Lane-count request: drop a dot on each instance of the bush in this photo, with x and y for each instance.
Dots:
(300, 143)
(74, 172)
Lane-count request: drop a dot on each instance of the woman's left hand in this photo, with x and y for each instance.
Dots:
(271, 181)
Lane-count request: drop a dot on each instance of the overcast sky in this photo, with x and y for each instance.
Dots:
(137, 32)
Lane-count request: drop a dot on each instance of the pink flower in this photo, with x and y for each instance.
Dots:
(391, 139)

┄┄┄┄┄┄

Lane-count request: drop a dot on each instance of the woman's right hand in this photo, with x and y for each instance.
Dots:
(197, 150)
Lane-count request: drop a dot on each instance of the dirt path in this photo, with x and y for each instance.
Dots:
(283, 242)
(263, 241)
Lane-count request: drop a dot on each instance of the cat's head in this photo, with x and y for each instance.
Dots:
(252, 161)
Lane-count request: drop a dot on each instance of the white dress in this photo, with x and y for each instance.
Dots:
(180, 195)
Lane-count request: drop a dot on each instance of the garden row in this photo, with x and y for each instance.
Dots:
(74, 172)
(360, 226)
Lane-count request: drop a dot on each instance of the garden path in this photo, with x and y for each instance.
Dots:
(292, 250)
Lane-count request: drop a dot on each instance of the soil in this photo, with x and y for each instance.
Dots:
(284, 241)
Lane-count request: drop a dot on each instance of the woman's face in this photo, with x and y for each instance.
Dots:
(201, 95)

┄┄┄┄┄┄

■ Written instruction
Identify every line of the records that contains the word "path", and copy each such line.

■ Answer to the problem
Lane-count request: drop a dot on each instance of the dirt path in this photo, with x and y for each instance.
Lane-count request: drop a dot on each instance of the garden path in this photo, with x and y for each instance.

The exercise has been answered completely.